▶ **EXTRACT**

■ ■ ■ ■

[rescue] Apple WWDC Summary

Phil Stracchino alaric at caerllewys.net
Tue Jun 24 15:24:37 CDT 2003


On Tue, Jun 24, 2003 at 02:46:15PM -0400, Dave McGuire wrote:
> On Tuesday, June 24, 2003, at 01:31 PM, Phil Stracchino wrote:
> >I beg to differ.  I was using SCSI-II in my PCs when brand-new Macs were
> >still shipping with 5MB/s narrow SCSI-1, and I was using Fast Wide for
> >LONG after Macs still supported only 10MB/s narrow SCSI-II onboard from
> >the factory.  (Third-party add-in controllers don't count, I'm talking
> >about factory SCSI support in SCSI-based machines.)
> 
>   You are an exception to the rule.  SCSI on PCs was VERY expensive and 
> highly exclusive what a time when every Mac came with SCSI (and indeed 
> you coulnd't get any other disk interface!)...Have you forgotten the 
> days of the $400 Adaptec 1540 boards?  The known-nothing-about-hardware 
> early Mac world was built around SCSI *years* before that.  What *you* 
> (as a technically advanced user who was obviously able to pour big 
> bucks into your hardware) were using is not indicative of the state of 
> mainstream PC hardware of that era.

You do, indeed, have a point there.  I pretty much went from ST-506 to
ESDI to SCSI, with only a relatively brief flirtation with IDE before I
decided it was a steaming pile of rancid dingos' kidneys.  (It'd have
been a shorter flirtation than it was, except that I got my hands on a
cool engineering-sample caching IDE-RAID controller from Alpha Research
that actually made IDE of the time relatively usable.)


> >Fact is, for a long time, Apple was selling basically architecturally
> >inferior machines,
> 
>   Architecturally inferior perhaps when compared to, say, mainframes.  
> But you're trolling.

Compared to a lot more than mainframes.  The first generations of PPC601
Power Macs were dog-slow, *much* slower than the '040 machines they
replaced, they were hell to work on, and commodity PCs of the time blew
them out of the water without even trying hard.  The 603s weren't a lot
better, and Power Mac 8500s and 9500s were still designed with only
narrow-SCSI when commonly-available PC SCSI controllers were Fast Wide
and it was getting hard to find a narrow-SCSI-only controller for a PC.

■ ■ ■ ■

▶ **TASK DETAILS**
Rewrite the post from "You do, indeed, have" to "But you're trolling.", putting "fling" wherever "flirtation" appears.

Boundary labeling data:

■ ■ ■ ■

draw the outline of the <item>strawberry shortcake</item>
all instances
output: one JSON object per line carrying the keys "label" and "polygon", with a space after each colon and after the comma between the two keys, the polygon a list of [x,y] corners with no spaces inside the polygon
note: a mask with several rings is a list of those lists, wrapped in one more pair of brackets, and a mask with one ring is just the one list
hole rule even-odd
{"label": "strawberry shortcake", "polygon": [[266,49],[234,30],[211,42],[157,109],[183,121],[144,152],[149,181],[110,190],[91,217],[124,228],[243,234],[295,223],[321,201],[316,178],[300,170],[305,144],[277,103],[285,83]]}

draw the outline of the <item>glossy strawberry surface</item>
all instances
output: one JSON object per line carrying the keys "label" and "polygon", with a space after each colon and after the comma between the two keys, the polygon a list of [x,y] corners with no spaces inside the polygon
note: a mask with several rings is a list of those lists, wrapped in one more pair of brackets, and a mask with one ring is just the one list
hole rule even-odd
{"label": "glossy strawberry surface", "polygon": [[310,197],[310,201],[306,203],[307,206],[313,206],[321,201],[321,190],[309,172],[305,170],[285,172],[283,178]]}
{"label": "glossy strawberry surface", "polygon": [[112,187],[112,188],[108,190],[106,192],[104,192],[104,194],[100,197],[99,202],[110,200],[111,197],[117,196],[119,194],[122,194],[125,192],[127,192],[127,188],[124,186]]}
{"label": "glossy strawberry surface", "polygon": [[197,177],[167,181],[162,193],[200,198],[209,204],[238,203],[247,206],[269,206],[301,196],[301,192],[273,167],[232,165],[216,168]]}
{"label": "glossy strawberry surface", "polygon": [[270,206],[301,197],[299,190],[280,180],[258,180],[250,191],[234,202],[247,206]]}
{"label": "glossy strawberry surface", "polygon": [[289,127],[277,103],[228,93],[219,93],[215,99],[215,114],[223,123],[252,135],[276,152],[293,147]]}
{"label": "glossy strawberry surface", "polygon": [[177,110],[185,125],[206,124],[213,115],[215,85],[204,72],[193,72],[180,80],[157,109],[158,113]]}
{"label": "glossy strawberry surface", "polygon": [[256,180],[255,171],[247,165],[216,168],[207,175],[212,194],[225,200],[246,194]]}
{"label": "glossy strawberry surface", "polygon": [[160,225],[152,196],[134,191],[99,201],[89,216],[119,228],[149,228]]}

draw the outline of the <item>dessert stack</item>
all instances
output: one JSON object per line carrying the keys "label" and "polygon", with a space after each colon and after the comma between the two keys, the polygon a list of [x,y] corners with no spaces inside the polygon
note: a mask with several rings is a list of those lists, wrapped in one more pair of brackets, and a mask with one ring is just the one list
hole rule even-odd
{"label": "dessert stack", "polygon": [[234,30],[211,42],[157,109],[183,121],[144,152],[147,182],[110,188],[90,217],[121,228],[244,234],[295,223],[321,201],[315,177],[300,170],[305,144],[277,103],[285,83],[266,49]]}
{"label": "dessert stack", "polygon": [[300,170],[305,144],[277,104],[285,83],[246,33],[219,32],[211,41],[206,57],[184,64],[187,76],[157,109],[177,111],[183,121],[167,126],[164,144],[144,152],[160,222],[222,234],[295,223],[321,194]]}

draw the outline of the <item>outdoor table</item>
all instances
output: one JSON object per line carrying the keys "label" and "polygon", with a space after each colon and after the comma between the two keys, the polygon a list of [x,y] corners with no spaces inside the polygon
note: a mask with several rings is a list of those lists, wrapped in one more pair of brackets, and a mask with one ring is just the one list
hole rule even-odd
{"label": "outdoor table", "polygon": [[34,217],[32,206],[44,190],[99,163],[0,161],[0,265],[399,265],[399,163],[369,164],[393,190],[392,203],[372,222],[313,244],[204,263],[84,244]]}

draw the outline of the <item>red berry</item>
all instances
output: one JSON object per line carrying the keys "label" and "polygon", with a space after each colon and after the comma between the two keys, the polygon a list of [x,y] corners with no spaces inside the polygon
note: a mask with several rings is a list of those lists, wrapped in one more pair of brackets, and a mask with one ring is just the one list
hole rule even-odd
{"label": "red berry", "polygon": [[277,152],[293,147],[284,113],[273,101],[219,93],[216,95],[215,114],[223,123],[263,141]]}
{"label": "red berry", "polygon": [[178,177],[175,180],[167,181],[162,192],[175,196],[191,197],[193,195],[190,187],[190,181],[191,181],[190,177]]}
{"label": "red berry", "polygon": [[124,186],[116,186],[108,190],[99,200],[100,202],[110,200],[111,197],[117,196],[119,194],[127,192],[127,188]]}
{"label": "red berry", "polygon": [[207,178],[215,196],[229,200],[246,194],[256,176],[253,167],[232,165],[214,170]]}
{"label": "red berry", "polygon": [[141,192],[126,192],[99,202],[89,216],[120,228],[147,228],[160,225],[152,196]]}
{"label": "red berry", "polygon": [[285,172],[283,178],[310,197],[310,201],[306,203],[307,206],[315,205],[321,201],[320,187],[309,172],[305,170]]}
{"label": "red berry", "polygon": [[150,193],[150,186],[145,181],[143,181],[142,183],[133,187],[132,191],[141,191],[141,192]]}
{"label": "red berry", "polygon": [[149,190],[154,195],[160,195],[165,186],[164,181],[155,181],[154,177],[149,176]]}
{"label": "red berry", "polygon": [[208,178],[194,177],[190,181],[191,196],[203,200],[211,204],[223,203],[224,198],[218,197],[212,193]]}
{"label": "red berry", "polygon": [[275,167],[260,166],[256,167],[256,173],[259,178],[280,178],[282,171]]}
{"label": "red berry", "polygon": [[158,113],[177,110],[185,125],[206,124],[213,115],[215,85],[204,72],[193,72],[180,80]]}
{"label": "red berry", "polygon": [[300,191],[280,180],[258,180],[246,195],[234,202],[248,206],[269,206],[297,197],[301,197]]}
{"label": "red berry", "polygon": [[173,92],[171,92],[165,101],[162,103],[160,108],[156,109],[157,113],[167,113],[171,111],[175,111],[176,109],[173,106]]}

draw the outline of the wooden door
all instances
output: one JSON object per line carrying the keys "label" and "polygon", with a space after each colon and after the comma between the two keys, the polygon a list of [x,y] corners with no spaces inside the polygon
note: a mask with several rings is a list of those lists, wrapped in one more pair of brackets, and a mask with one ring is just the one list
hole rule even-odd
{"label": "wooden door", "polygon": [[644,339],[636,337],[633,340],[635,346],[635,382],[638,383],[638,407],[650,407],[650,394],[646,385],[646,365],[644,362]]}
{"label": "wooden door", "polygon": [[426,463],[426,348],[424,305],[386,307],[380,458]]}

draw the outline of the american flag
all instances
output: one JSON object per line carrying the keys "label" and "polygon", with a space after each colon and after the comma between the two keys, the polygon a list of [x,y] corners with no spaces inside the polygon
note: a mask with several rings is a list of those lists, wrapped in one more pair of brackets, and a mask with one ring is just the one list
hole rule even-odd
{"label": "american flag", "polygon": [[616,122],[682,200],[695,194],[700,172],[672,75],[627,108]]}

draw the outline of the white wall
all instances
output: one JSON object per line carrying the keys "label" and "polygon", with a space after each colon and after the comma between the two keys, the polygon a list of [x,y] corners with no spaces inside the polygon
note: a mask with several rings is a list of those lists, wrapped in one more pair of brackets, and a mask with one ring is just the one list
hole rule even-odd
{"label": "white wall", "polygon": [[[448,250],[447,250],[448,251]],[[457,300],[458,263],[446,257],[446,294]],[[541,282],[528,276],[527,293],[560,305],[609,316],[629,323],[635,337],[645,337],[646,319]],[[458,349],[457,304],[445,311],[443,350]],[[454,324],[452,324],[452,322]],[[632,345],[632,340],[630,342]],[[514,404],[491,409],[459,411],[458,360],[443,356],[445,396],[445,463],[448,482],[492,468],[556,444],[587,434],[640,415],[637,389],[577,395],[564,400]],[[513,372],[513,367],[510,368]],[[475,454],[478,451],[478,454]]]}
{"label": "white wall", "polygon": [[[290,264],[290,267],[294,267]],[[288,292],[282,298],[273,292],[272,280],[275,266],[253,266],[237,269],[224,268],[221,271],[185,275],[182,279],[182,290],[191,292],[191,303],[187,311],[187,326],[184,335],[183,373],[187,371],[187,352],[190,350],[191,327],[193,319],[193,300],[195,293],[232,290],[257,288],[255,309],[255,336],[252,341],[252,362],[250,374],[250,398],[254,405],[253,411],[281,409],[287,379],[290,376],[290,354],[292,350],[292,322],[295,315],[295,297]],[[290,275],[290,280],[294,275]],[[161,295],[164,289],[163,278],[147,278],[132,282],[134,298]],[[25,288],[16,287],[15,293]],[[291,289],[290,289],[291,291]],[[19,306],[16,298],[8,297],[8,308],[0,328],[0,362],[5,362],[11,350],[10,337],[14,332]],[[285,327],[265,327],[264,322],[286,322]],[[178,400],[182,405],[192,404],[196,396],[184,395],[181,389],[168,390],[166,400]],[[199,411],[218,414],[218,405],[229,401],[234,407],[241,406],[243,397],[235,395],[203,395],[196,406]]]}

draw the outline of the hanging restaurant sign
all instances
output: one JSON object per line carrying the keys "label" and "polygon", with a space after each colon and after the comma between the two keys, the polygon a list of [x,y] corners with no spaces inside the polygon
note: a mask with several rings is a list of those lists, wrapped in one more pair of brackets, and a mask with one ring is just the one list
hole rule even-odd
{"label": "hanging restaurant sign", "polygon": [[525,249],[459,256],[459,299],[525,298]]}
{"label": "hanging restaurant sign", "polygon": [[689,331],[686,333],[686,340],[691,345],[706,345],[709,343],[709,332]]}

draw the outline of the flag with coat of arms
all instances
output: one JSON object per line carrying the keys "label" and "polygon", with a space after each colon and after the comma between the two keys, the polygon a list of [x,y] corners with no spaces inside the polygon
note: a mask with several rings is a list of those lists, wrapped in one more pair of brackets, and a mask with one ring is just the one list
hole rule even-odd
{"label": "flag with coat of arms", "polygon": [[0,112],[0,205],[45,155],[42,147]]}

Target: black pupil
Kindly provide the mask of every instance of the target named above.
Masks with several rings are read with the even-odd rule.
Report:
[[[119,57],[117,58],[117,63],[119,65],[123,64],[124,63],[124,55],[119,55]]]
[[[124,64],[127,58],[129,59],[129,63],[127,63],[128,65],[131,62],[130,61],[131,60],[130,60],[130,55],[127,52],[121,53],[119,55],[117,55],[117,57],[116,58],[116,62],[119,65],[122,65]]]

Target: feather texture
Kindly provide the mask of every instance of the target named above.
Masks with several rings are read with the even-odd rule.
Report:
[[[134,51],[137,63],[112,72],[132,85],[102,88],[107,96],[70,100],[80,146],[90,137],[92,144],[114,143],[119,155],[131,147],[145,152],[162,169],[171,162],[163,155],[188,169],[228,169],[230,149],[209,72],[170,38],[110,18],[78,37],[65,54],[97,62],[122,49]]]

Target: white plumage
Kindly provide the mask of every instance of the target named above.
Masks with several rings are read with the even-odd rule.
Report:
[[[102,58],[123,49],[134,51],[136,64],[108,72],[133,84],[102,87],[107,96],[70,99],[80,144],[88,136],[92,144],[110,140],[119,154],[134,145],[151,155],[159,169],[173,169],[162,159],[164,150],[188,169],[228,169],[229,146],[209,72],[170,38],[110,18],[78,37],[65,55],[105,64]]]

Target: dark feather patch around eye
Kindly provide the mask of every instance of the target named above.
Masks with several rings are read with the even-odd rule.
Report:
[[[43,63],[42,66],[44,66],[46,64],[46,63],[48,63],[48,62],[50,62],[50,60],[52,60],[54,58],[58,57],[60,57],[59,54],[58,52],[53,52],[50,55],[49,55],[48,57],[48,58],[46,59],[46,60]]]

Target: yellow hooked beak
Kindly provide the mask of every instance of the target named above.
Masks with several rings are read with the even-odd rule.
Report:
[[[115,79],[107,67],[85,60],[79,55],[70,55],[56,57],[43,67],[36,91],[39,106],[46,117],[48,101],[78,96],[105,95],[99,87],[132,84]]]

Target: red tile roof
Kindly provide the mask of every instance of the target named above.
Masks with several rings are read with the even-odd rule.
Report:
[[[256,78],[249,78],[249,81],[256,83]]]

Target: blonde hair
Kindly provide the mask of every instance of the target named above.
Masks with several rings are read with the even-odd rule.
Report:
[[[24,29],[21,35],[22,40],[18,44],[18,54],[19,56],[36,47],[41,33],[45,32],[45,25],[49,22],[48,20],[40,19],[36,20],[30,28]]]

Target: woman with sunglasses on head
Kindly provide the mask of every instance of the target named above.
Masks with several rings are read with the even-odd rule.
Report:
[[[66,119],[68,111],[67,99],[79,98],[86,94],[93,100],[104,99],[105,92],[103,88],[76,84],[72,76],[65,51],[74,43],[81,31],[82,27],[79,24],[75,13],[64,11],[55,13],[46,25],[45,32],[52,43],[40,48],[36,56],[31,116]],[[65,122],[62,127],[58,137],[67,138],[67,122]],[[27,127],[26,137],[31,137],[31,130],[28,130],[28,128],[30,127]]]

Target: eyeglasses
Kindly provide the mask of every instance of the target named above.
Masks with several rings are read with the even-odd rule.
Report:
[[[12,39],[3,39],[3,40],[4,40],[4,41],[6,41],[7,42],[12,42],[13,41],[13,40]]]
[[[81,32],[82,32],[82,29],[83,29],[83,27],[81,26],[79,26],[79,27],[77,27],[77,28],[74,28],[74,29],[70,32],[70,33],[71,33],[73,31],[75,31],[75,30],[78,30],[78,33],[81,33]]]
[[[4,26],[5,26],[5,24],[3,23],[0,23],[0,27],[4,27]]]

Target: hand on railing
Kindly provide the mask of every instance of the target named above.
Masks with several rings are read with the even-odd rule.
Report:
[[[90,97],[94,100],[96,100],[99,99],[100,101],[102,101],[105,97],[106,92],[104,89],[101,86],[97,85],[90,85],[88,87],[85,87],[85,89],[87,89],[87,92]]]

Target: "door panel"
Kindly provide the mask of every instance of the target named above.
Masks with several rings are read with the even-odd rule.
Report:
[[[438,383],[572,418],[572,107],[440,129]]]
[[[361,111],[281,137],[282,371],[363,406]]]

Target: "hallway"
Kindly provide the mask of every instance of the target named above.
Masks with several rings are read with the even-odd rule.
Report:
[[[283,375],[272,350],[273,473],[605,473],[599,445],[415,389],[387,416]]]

■ ■ ■ ■

▶ **SOLUTION TO THIS PROBLEM**
You do, indeed, have a point there.  I pretty much went from ST-506 to
ESDI to SCSI, with only a relatively brief fling with IDE before I
decided it was a steaming pile of rancid dingos' kidneys.  (It'd have
been a shorter fling than it was, except that I got my hands on a
cool engineering-sample caching IDE-RAID controller from Alpha Research
that actually made IDE of the time relatively usable.)


> >Fact is, for a long time, Apple was selling basically architecturally
> >inferior machines,
> 
>   Architecturally inferior perhaps when compared to, say, mainframes.  
> But you're trolling.